▶ **EXERCISE PROMPT**:
Report each line in the rows below that contains the word "hard", and copy every such line in full.

[Rows from a dataset]
****
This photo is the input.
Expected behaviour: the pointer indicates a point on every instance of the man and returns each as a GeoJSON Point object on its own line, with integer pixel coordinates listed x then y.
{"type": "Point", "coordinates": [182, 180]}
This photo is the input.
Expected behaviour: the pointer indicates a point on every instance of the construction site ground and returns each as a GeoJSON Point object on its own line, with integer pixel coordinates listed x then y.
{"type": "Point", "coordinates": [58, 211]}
****
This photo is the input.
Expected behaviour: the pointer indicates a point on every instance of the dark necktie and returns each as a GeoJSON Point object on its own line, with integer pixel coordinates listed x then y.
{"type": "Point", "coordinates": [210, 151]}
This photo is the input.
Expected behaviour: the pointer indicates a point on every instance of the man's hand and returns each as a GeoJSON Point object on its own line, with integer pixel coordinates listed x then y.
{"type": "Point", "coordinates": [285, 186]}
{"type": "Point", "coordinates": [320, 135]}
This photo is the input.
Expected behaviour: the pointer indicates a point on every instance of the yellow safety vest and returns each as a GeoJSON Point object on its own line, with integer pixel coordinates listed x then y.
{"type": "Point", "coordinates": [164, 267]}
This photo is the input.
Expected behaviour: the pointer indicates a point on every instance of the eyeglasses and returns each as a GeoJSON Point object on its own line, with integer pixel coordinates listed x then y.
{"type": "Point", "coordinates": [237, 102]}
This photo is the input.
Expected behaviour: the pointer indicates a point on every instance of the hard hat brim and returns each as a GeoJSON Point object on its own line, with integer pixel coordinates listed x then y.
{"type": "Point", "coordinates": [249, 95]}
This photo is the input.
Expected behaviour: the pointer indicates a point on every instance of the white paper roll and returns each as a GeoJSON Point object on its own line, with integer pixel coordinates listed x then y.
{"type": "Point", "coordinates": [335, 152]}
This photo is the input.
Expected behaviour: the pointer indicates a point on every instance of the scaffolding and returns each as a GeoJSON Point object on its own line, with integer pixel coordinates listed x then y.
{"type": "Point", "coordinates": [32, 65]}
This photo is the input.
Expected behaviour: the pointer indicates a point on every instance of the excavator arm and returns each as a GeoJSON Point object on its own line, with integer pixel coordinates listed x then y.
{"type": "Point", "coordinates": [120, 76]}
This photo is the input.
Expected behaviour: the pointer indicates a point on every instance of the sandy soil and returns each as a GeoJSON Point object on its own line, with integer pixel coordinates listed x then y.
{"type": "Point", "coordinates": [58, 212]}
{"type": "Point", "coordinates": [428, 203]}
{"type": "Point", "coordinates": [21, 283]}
****
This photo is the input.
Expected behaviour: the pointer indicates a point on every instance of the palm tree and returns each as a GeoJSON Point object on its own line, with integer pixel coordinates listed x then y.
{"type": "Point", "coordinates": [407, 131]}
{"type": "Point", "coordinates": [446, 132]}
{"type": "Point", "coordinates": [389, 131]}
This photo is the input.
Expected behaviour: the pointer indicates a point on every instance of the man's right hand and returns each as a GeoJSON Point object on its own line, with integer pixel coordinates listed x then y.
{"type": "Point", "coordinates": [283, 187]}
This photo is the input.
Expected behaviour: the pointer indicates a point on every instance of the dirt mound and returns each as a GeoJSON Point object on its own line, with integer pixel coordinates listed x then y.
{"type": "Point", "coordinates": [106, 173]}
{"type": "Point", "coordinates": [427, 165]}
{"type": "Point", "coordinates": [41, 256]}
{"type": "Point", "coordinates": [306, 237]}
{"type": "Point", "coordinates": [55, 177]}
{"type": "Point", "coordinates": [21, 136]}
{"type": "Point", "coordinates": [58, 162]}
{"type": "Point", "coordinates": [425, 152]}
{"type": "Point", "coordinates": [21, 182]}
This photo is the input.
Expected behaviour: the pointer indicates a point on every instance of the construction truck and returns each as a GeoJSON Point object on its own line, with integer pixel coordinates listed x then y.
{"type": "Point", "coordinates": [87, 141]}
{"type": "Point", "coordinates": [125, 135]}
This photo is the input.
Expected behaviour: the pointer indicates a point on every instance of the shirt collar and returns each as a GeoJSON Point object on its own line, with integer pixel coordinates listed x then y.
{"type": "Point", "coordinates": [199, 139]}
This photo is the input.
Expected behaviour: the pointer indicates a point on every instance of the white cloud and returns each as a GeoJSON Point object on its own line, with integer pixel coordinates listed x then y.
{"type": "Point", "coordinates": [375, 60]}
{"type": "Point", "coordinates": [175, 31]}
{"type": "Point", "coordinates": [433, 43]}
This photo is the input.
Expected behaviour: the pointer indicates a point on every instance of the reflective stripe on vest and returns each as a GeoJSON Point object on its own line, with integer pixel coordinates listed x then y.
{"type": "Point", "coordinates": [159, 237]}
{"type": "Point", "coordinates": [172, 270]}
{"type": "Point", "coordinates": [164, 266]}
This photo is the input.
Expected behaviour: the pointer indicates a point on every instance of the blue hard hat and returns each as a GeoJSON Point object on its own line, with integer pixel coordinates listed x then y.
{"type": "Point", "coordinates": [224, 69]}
****
▶ **CORRECT RESULT**:
Expected behaviour: the pointer indicates a point on every instance of the hard hat brim and returns each as a GeoJSON Point object on its own line, with integer pixel coordinates listed x then y.
Expected behaviour: the pointer indicates a point on every instance of the blue hard hat and returns each as a GeoJSON Point object on its own line, with integer pixel coordinates listed x then y.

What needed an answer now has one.